═══ Data excerpts

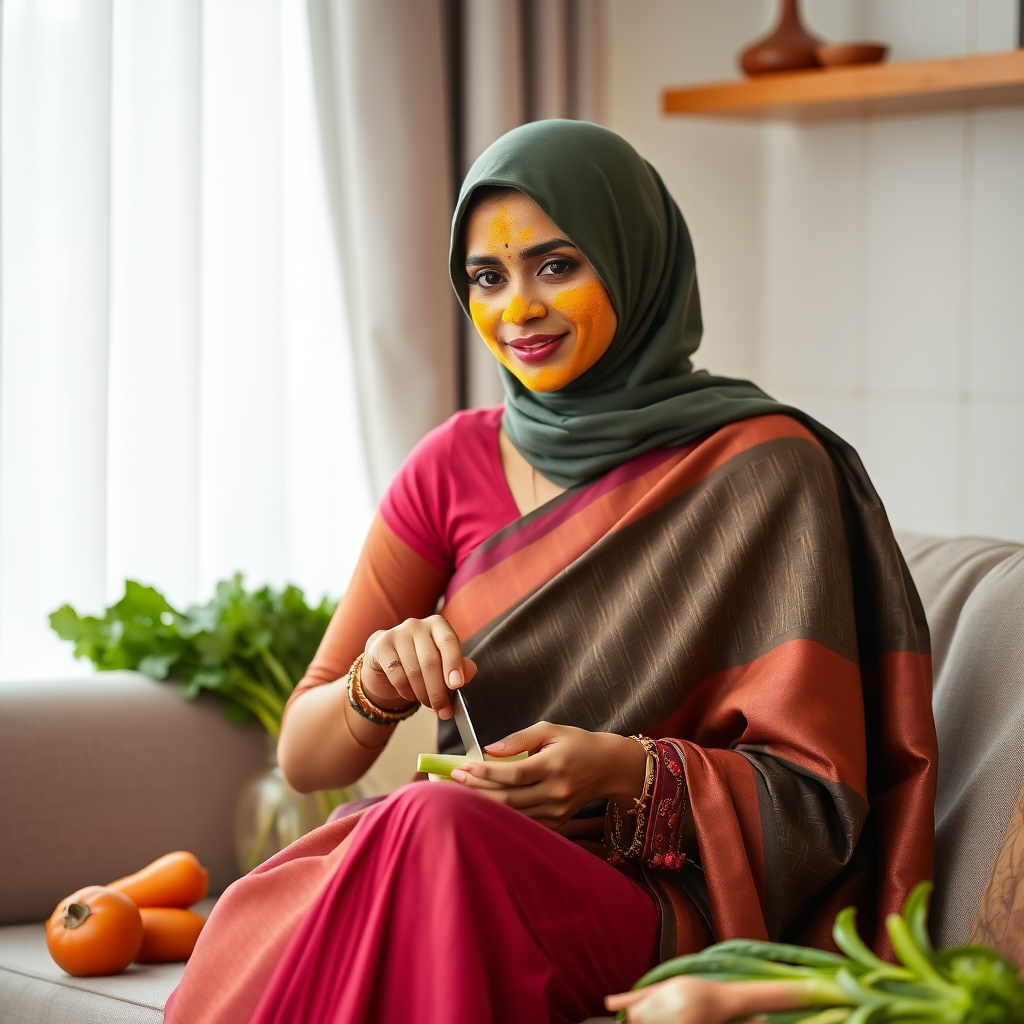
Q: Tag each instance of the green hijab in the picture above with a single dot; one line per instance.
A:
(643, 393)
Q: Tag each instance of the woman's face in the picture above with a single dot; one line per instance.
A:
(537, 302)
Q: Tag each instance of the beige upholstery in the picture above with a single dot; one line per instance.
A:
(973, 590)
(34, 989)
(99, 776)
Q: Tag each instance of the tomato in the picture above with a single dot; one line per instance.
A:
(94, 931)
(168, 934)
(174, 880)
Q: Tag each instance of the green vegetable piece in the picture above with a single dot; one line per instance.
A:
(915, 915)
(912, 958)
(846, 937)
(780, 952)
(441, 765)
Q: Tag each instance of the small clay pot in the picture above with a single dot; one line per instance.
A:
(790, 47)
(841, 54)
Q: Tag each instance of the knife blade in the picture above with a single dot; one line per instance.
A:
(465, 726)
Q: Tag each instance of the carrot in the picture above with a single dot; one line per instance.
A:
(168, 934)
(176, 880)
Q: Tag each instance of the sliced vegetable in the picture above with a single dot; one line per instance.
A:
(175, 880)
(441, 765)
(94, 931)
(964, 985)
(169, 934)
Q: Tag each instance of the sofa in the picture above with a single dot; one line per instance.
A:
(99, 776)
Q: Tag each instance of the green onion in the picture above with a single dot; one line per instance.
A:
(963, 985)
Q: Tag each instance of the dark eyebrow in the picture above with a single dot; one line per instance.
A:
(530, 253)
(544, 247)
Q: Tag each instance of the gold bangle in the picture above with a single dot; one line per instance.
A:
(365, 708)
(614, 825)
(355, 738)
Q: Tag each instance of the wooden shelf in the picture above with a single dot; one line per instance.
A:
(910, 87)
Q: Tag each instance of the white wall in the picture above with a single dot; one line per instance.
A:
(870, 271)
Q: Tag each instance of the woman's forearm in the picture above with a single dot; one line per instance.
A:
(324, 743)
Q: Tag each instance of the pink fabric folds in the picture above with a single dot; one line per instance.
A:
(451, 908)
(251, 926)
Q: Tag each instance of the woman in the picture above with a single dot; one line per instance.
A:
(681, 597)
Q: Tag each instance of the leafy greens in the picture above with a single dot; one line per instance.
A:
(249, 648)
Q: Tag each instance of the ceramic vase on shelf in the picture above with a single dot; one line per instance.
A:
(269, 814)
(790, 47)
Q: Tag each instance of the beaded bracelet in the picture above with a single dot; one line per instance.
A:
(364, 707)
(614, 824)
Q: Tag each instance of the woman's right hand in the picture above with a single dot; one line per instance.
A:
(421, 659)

══════

● **Set exercise**
Rename "single dot" to "single marker" throughout the listing, keeping every other word and line the same. Leave the pictures out of your answer.

● **Exercise solution**
Q: Tag each instance of the green hijab in the picture above with a single marker; one line per instance.
A:
(643, 393)
Q: Tag each instance of the woman's face in the picture above with a single marker; one line per instance.
A:
(537, 302)
Q: Tag each instance of the beige upholstery in the picture above with a single marker; one line per instance.
A:
(973, 590)
(34, 989)
(99, 776)
Q: Tag each instance of the tomato in the picture above with a single marker; one line per instance.
A:
(94, 931)
(168, 934)
(174, 880)
Q: Tag each instance of the green vegetable piece in the picture above with a single marker; one line per instance.
A:
(915, 915)
(912, 958)
(846, 937)
(780, 952)
(441, 765)
Q: Tag each instance of the small clay pot in the picture above with a single marker; one line per instance.
A:
(790, 47)
(841, 54)
Q: Tag each instance of the knife blade in the picture above with a single marker; one line per instance.
A:
(465, 726)
Q: Tag each instance of the carrot in the picture above with a single marker; one line per instance.
A:
(168, 934)
(176, 880)
Q: Tag each instance of the sliced vegetable in the picture above with a single marker; one line per instance.
A:
(175, 880)
(441, 765)
(94, 931)
(964, 985)
(169, 934)
Q: Tag each instance of the sofa in the picture above with a single marker; one line per instance.
A:
(99, 776)
Q: Tag each instance of the green onion in the picture above with a single marker; one line per instance.
A:
(963, 985)
Q: Tag each instance of the dark eyebrow in the picture above with a single marker; one line per instance.
A:
(530, 253)
(544, 247)
Q: Tag each instance of the gold bangle in the picture above with a single marker; one line per instance.
A:
(365, 708)
(614, 825)
(355, 738)
Q: Tag each instance of the wooden shelf in the picture above with a single marker; one line per instance.
A:
(910, 87)
Q: Tag each instance of the white wall in the picture above with a single marker; one line per instance.
A:
(870, 271)
Q: Tag each instance of the woman's forearm in the picture above with a single marker; one line per instance.
A:
(324, 743)
Q: Tag each instance of the pink fabric folds in the picture above with a single marker; one line per instance.
A:
(451, 908)
(251, 926)
Q: Tag each instance of the woman in the picture above with a single marker; one line per instance.
A:
(681, 597)
Q: Tag each instance of the leafy greens in the picture above with a single marker; one line per instance.
A:
(249, 648)
Q: Tag each instance of the ceramic vase on shelf in the picture above with a single marker; one line per instance.
A:
(269, 814)
(790, 47)
Q: Tag each instance of the beaded bracelet in the picture above with a single marker; one line per instance.
A:
(364, 707)
(614, 824)
Q: Tag each instance of the woman's right hand in the picture above with a single marker; one line per instance.
A:
(421, 659)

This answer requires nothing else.